Start DOCUMENT EXTRACT

Supreme Court of New York, First Department
Jun 25, 1957
164 N.Y.S.2d 174 (N.Y. Sup. Ct. 1957)

Opinion


3 A.D.2d 1007 164 N.Y.S.2d 174 Rose RUSSEL, individually and as tenant in common, Rose Russel and Frances Russel, as tenants in common, Plaintiffs, v. Theodore L. RUSSEL, Defendant. Supreme Court of New York, First Department June 25, 1957.

         Harry H. Greis, New York City, for plaintiff.

         William E. Russell, New York City, for defendant.

         Before BREITEL, J. P., and FRANK, VALENTE, McNALLY, and BASTOW, JJ.

        PER CURIAM.

         On this submission of a controversy pursuant to section 546 of the Civil Practice Act, the parties seek a determination in respect of the right to possession of a part of the real property known as and by the street number 193 Graham Place, Borough of the Bronx, City and State of New York. It would appear that the defendant in possession relies upon an unexecuted promise of his mother, a co-owner of the premises, to make a voluntary conveyance to him of her interest in the property.

        The defendant may prevail only if he establishes a right to or interest in the premises through his mother. To the extent that he may succeed, the interest of his mother in the property will be adversely affected. She is not a party to this submission. The absence of a necessary party requires a dismissal of this proceeding. Wood v. City of Salamanca, 289 N.Y. 279, 282, 283, 45 N.E.2d 443, 444, 445; Fonda, Johnstowns&sGloversville Railroad Co. v. New York Trust Co., 233 A.D. 443, 445, 254 N.Y.S. 266, 269.

End DOCUMENT EXTRACT

● SHORT TASK
Please continue the 1957 court opinion about possession of 193 Graham Place from the point where it stops.

Start RECORD SET

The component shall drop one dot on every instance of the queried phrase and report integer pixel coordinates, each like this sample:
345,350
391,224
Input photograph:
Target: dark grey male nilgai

End RECORD SET

● EXERCISE OUTPUT
        Apart from the apparent absence of the writing required by section 259 of the Real Property Law, the alleged agreement, being unsupported by any consideration, is unenforcible. Insofar as the defendant relies upon the improvements made, even if it be assumed that he stands in the shoes of a vendee in possession, the stipulated facts fail to specify the nature and extent of the improvements and it therefore cannot be determined on this submission that the said improvements are of a substantial nature and that a refusal on the part of the defendant's mother to convey is unjust. Cooley v. Lobdell, 153 N.Y. 596, 602, 47 N.E. 783, 784. Moreover, the submission fails to state, as a matter of fact, that the defendant's mother did make the promise relied on by the defendant. In a submission of this character, we may not draw inferences from equivocal facts; our sole function is to draw legal conclusions from uncontroverted facts. Lafrinz v. Whitney, 233 N.Y. 107, 110, 134 N.E. 852, 853; Title Guarantees&sTrust Co. v. Mortgage Comm., 271 N.Y. 302, 3 N.E.2d 433; Gorman's Restaurant v. O'Connell, 275 A.D. 166, 88 N.Y.S.2d 230, affirmed 299 N.Y. 733, 87 N.E.2d 454; Graham v. East 88th Street Corp., 282 A.D. 754, 122 N.Y.S.2d 634.

         For the foregoing reasons, this proceeding should be dismissed, without prejudice, and without costs.

         Submission of controversy unanimously dismissed, without costs, and without prejudice in accordance with the opinion filed herein. Order filed.

Summaries of

Russel v. Russel

Supreme Court of New York, First Department
Jun 25, 1957
164 N.Y.S.2d 174 (N.Y. Sup. Ct. 1957)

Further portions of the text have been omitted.